--- WORKING DATA Enclosed Below ---

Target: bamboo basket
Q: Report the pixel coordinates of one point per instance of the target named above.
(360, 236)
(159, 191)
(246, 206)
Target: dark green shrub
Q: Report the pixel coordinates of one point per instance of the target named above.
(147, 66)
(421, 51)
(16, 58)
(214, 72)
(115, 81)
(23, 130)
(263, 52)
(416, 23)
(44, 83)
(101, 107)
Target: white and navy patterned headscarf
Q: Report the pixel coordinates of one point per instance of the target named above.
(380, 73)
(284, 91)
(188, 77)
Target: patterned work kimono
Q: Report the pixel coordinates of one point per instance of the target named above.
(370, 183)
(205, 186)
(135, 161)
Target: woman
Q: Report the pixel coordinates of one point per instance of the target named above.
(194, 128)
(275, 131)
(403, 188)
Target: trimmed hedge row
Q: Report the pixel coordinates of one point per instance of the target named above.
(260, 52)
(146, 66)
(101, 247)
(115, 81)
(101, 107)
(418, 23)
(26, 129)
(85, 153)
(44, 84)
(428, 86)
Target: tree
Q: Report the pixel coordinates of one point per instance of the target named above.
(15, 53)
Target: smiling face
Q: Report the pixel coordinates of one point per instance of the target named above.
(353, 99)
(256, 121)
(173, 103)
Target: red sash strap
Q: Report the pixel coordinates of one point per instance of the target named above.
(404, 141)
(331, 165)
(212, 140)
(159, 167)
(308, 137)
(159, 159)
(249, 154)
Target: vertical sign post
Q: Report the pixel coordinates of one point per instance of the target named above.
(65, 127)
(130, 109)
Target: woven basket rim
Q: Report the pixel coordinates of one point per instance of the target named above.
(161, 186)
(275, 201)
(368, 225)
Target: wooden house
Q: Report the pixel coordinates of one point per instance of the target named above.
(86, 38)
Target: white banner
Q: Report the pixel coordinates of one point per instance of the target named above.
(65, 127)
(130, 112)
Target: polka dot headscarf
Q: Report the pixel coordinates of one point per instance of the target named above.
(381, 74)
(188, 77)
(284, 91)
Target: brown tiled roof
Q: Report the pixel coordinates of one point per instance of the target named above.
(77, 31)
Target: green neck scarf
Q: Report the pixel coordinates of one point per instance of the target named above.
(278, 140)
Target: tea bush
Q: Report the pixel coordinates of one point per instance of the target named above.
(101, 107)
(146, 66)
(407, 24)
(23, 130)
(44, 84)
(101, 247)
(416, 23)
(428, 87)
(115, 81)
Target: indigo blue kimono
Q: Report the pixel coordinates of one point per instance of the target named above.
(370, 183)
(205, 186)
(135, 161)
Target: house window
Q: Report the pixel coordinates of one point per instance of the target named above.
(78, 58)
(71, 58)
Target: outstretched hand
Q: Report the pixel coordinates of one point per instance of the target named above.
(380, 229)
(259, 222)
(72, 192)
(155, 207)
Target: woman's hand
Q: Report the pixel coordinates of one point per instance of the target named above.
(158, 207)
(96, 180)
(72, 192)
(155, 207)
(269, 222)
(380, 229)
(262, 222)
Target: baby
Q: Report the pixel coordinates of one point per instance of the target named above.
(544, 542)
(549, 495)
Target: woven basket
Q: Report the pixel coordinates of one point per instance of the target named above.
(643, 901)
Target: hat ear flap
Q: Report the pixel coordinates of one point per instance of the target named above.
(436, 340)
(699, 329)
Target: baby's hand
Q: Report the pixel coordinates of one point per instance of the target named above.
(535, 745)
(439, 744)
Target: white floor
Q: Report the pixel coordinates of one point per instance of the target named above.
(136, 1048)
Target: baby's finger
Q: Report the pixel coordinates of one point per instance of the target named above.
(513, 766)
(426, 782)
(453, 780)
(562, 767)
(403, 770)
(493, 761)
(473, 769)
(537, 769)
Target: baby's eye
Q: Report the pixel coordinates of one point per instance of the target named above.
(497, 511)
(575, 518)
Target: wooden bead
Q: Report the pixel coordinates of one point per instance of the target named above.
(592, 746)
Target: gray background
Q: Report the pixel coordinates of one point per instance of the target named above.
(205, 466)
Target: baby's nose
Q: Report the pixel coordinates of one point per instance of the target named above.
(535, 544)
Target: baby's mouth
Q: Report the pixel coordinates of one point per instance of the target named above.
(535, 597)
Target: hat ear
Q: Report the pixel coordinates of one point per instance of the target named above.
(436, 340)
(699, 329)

--- End of Enclosed WORKING DATA ---

### [REQUIREMENT]
Copy all lines above containing the string "kimono".

### [SOLVED PROBLEM]
Target: patterned work kimono
Target: indigo blue kimono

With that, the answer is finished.